Data items
▬▬▬▬▬▬

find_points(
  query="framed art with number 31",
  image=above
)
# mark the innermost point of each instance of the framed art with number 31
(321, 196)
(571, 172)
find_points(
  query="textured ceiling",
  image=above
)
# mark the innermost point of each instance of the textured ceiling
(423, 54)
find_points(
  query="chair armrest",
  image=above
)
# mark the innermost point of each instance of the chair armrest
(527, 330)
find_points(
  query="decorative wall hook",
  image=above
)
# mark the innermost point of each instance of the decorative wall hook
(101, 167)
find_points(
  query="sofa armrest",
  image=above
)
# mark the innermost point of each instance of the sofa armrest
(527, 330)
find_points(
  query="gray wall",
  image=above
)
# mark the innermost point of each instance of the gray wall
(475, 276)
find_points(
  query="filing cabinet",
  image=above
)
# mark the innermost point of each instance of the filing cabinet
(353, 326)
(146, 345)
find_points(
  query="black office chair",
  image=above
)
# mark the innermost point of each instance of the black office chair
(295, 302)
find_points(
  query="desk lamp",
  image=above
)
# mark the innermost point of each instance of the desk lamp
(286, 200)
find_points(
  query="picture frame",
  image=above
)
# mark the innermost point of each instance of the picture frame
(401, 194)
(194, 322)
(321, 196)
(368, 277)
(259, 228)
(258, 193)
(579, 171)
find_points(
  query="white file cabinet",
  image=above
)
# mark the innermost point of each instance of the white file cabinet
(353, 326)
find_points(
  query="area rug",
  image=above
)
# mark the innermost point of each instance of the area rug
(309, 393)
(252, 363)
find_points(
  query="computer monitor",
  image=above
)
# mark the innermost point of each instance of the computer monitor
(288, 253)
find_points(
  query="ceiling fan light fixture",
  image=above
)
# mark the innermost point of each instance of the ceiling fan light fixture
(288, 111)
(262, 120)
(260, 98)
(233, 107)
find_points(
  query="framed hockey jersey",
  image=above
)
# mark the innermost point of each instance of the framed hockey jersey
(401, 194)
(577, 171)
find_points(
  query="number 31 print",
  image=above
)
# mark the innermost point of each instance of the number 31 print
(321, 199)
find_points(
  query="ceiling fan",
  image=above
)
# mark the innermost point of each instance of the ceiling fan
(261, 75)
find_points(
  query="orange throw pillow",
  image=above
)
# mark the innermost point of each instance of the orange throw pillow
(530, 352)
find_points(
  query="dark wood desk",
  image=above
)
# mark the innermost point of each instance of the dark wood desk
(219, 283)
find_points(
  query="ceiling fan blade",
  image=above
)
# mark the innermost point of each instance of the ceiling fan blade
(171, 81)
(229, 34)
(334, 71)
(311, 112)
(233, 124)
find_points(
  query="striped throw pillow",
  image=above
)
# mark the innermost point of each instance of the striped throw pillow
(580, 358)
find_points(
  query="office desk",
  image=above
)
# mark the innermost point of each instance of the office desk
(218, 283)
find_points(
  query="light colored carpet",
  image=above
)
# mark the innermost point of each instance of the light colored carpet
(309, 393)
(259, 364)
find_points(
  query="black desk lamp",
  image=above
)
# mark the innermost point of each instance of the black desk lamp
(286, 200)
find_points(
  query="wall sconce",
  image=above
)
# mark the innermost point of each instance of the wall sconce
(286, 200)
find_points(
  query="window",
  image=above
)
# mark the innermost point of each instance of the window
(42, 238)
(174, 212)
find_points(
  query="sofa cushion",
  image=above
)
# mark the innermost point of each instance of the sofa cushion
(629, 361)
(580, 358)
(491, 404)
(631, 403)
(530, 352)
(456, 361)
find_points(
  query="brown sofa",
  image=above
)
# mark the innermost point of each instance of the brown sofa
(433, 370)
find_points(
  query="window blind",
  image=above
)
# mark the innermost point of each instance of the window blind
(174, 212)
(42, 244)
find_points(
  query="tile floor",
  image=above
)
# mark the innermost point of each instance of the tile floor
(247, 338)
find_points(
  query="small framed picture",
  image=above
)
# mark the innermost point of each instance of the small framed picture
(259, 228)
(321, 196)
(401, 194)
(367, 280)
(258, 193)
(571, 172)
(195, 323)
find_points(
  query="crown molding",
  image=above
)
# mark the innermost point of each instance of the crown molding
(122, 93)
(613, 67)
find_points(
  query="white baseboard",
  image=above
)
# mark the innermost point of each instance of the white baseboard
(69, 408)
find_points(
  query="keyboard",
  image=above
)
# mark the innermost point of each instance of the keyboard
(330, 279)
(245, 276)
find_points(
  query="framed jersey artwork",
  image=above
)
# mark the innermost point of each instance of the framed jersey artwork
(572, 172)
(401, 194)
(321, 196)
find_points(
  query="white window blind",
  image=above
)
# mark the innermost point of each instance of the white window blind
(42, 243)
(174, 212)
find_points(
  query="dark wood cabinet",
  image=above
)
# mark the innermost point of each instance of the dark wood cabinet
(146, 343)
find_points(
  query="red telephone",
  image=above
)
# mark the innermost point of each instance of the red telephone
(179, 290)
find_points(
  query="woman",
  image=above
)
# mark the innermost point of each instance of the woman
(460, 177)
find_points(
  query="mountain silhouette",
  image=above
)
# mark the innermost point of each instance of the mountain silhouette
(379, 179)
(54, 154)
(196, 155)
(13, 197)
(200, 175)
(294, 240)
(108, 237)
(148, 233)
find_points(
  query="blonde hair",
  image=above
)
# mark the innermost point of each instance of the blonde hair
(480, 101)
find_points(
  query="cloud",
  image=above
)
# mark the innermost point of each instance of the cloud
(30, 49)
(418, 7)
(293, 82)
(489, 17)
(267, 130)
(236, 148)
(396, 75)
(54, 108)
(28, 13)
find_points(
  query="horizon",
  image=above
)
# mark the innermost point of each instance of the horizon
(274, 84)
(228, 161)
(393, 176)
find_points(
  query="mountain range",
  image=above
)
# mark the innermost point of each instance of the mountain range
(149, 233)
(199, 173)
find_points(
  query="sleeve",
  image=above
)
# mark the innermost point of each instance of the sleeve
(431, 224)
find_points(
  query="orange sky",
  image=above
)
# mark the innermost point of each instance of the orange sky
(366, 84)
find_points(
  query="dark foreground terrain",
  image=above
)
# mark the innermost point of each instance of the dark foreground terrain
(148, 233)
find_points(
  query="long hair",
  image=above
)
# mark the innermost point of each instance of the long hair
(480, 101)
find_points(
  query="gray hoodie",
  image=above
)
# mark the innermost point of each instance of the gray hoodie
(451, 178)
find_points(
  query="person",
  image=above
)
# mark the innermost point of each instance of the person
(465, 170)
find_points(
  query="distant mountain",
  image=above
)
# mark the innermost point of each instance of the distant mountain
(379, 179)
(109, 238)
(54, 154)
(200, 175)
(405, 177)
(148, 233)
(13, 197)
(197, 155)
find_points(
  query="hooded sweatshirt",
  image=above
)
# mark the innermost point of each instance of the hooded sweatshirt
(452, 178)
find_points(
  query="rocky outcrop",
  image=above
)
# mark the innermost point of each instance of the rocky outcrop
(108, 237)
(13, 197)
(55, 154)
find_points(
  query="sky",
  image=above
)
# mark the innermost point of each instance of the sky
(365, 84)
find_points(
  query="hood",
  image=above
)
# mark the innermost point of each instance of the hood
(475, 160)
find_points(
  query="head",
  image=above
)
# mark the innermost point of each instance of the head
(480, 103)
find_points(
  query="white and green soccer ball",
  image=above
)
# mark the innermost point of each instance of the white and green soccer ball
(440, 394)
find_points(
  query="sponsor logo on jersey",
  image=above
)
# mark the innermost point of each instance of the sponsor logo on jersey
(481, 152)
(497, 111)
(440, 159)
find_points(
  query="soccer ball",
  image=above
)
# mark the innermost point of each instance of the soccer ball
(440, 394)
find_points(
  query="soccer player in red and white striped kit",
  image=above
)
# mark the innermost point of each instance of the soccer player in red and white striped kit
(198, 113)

▬▬▬▬▬▬

### Goal:
Would you write down every record again, exactly?

### Correct output:
find_points(
  query="framed art with number 31",
  image=above
)
# mark the innermost point of each instance of the framed art with number 31
(321, 196)
(571, 172)
find_points(
  query="textured ceiling",
  image=above
)
# mark the innermost point of each instance of the textured ceiling
(423, 54)
find_points(
  query="chair armrest",
  image=above
)
# mark the innermost point of each instance of the chair armrest
(527, 330)
find_points(
  query="decorative wall hook",
  image=above
)
# mark the innermost point of each instance of the decorative wall hook
(101, 167)
find_points(
  query="sofa armrest",
  image=above
)
# mark the innermost point of each instance of the sofa armrest
(527, 330)
find_points(
  query="gray wall",
  image=above
)
# mark the innermost point of each instance of the gray wall
(475, 276)
find_points(
  query="filing cabinet",
  image=above
)
# mark the innermost point of each instance of the filing cabinet
(353, 326)
(146, 345)
find_points(
  query="black office chair",
  image=above
)
# mark the innermost point of each instance of the black office chair
(295, 302)
find_points(
  query="desk lamp",
  image=above
)
# mark the innermost point of each instance of the desk lamp
(286, 200)
find_points(
  query="picture frame",
  image=above
)
# mark the innermost point of each instance of the picture frame
(401, 194)
(194, 322)
(321, 196)
(368, 277)
(259, 228)
(258, 193)
(579, 171)
find_points(
  query="white file cabinet",
  image=above
)
# mark the innermost point of each instance of the white file cabinet
(353, 326)
find_points(
  query="area rug",
  image=above
)
# mark the innermost point of each instance of the area rug
(309, 393)
(252, 363)
find_points(
  query="computer monitor",
  image=above
)
# mark the innermost point of each instance of the computer monitor
(288, 253)
find_points(
  query="ceiling fan light fixture",
  image=above
)
# mark the innermost point of each instance of the ceiling fan light fixture
(288, 111)
(262, 120)
(260, 98)
(233, 107)
find_points(
  query="framed hockey jersey",
  image=above
)
# mark the innermost point of each instance of the framed hockey jersey
(401, 194)
(577, 171)
find_points(
  query="number 31 print",
  image=above
)
# mark the innermost point of each instance of the number 31 print
(321, 199)
find_points(
  query="ceiling fan",
  image=above
)
# mark the innermost point of each instance of the ceiling fan
(261, 75)
find_points(
  query="orange throw pillow",
  image=above
)
# mark the innermost point of each instance of the orange throw pillow
(530, 352)
find_points(
  query="dark wood desk",
  image=above
)
# mark the innermost point of each instance of the dark wood desk
(219, 283)
find_points(
  query="ceiling fan blade",
  image=above
)
# mark the innermost point of each instance of the ceiling fan blade
(171, 81)
(229, 34)
(334, 71)
(311, 112)
(233, 124)
find_points(
  query="striped throw pillow",
  image=above
)
# mark the innermost point of each instance of the striped throw pillow
(580, 358)
find_points(
  query="office desk",
  image=above
)
# mark the innermost point of each instance of the office desk
(218, 283)
find_points(
  query="light colored carpet",
  image=above
)
# mark the innermost point of each instance of the light colored carpet
(309, 393)
(259, 364)
find_points(
  query="black desk lamp",
  image=above
)
# mark the innermost point of each instance of the black desk lamp
(286, 200)
find_points(
  query="wall sconce",
  image=above
)
# mark the innermost point of each instance of the wall sconce
(286, 200)
find_points(
  query="window",
  image=above
)
# mark the innermost point of each instance of the window
(42, 238)
(174, 212)
find_points(
  query="sofa cushion",
  image=above
)
# mark the innermost point of each instance of the sofa cushion
(629, 361)
(580, 358)
(491, 404)
(631, 403)
(530, 352)
(456, 361)
find_points(
  query="brown sofa",
  image=above
)
# mark the innermost point of each instance of the brown sofa
(433, 370)
find_points(
  query="window blind",
  image=above
)
# mark the innermost point of each instance of the window blind
(174, 212)
(42, 244)
find_points(
  query="tile floor",
  image=above
)
# mark the innermost point of each instance of the tile floor
(247, 338)
find_points(
  query="small framed picture",
  image=above
)
# mark the innermost point of each instance of the small framed picture
(259, 228)
(321, 196)
(401, 194)
(367, 280)
(258, 193)
(571, 172)
(195, 323)
find_points(
  query="crown molding",
  image=above
)
# mark the innermost point of each instance of the crown molding
(122, 93)
(613, 67)
find_points(
  query="white baseboard",
  image=above
)
# mark the innermost point of each instance of the white baseboard
(69, 408)
find_points(
  query="keyboard",
  image=above
)
# mark the innermost point of each instance of the keyboard
(330, 279)
(245, 276)
find_points(
  query="framed jersey artwork",
  image=above
)
# mark the innermost point of each instance of the framed jersey artwork
(572, 172)
(401, 194)
(321, 196)
find_points(
  query="white window blind",
  image=above
)
# mark the innermost point of each instance of the white window blind
(42, 243)
(174, 212)
find_points(
  query="dark wood cabinet",
  image=above
)
# mark the innermost point of each instance of the dark wood cabinet
(146, 343)
find_points(
  query="red telephone",
  image=above
)
# mark the innermost point of each instance of the red telephone
(179, 290)
find_points(
  query="woman",
  image=above
)
# mark the innermost point of each instance of the woman
(460, 177)
find_points(
  query="mountain silhouette",
  image=above
)
# mark the innermost point of each instance of the mountain silhouette
(379, 179)
(54, 154)
(196, 155)
(13, 197)
(200, 175)
(294, 240)
(108, 237)
(148, 233)
find_points(
  query="blonde hair",
  image=above
)
# mark the innermost point of each instance of the blonde hair
(480, 101)
find_points(
  query="cloud",
  image=above
)
# mark the innermost point of each instance of the cloud
(30, 49)
(418, 7)
(293, 82)
(489, 17)
(267, 130)
(236, 148)
(396, 75)
(54, 108)
(28, 13)
find_points(
  query="horizon",
  image=above
)
# mark the innermost point of each instance of the horizon
(274, 84)
(228, 161)
(393, 176)
find_points(
  query="mountain range",
  image=above
)
# mark the innermost point of each instance of the mountain range
(149, 233)
(199, 173)
find_points(
  query="sleeve",
  image=above
)
# mark the innermost point of each instance of the sleeve
(431, 224)
find_points(
  query="orange sky",
  image=above
)
# mark the innermost point of each instance of the orange sky
(366, 84)
find_points(
  query="dark foreground terrain",
  image=above
)
# mark the innermost point of each instance of the dark foreground terrain
(148, 233)
find_points(
  query="long hair",
  image=above
)
# mark the innermost point of each instance of the long hair
(480, 101)
find_points(
  query="gray hoodie",
  image=above
)
# mark the innermost point of each instance of the gray hoodie
(451, 178)
find_points(
  query="person",
  image=above
)
# mark the innermost point of each instance of the person
(465, 170)
find_points(
  query="distant mountain",
  image=above
)
# mark the innermost point of each instance of the distant mountain
(379, 179)
(109, 238)
(54, 154)
(200, 175)
(405, 177)
(148, 233)
(13, 197)
(197, 155)
find_points(
  query="hooded sweatshirt",
  image=above
)
# mark the innermost point of each instance of the hooded sweatshirt
(452, 178)
find_points(
  query="rocky outcrop",
  image=above
)
# mark the innermost point of each instance of the rocky outcrop
(108, 237)
(13, 197)
(55, 154)
find_points(
  query="sky",
  image=above
)
# mark the innermost point of each instance of the sky
(365, 84)
find_points(
  query="hood",
  image=above
)
# mark the innermost point of each instance of the hood
(475, 160)
find_points(
  query="head",
  image=above
)
# mark the innermost point of each instance of the head
(480, 103)
find_points(
  query="white and green soccer ball",
  image=above
)
# mark the innermost point of each instance of the white and green soccer ball
(440, 394)
find_points(
  query="sponsor logo on jersey",
  image=above
)
# mark the innermost point of each instance of the sponsor logo on jersey
(481, 152)
(497, 111)
(440, 159)
find_points(
  query="soccer ball",
  image=above
)
# mark the innermost point of each instance of the soccer ball
(440, 394)
find_points(
  query="soccer player in red and white striped kit",
  image=above
)
# mark the innermost point of each instance of the soccer player in red and white striped kit
(198, 113)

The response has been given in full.